● **BRIEF**:
Say how many lines in the records hold the word "frame", and give nothing but that number.

Start of DATA FOR REVIEW

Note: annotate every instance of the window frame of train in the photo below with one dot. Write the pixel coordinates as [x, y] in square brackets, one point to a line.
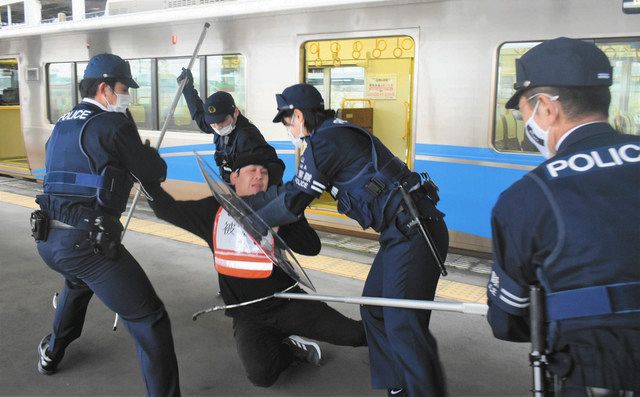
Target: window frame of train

End of DATA FOR REVIEW
Start of DATA FOR REVIEW

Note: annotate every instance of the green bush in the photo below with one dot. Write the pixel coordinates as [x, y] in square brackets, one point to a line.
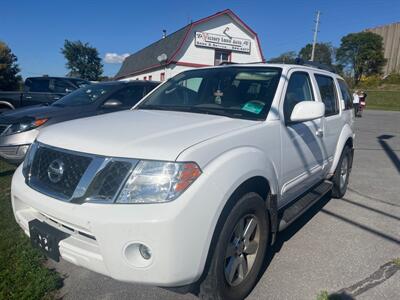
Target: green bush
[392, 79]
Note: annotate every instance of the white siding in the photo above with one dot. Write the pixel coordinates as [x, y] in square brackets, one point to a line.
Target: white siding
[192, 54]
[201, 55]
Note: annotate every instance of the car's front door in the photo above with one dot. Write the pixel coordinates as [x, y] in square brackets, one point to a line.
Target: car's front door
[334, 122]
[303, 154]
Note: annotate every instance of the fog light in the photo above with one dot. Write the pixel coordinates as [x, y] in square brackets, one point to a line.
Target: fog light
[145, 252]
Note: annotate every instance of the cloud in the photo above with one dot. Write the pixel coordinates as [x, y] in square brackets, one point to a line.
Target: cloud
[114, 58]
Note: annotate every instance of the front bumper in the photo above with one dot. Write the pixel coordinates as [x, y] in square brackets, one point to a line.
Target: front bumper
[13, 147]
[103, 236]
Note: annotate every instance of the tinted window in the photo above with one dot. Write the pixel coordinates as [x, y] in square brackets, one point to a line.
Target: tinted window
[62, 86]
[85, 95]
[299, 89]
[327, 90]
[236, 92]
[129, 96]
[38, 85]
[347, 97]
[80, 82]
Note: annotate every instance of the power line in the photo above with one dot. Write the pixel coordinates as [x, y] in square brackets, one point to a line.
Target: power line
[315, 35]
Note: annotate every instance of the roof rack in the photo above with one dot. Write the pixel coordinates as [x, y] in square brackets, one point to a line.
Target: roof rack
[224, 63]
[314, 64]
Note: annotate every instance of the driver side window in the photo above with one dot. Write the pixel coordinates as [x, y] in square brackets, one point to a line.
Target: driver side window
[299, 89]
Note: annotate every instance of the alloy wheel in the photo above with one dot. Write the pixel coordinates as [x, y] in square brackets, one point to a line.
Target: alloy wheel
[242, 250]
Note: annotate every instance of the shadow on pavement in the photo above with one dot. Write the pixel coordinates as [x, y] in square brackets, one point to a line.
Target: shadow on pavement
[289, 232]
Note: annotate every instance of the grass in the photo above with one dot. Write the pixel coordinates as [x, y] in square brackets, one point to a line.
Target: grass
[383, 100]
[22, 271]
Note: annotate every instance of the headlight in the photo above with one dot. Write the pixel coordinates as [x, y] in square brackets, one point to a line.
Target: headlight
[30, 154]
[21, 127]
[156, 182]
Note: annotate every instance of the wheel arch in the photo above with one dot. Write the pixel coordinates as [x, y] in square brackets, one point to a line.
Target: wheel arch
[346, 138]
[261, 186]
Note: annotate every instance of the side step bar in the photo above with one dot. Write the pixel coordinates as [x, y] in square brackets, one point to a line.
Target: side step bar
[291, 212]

End of DATA FOR REVIEW
Start of DATA FOR REVIEW

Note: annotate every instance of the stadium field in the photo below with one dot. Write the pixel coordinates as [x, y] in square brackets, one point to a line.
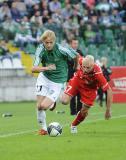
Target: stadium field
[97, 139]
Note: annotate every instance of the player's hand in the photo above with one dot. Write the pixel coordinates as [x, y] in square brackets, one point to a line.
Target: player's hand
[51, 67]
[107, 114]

End of DATA FOR REVIEW

● **OUTPUT OF THE EXERCISE**:
2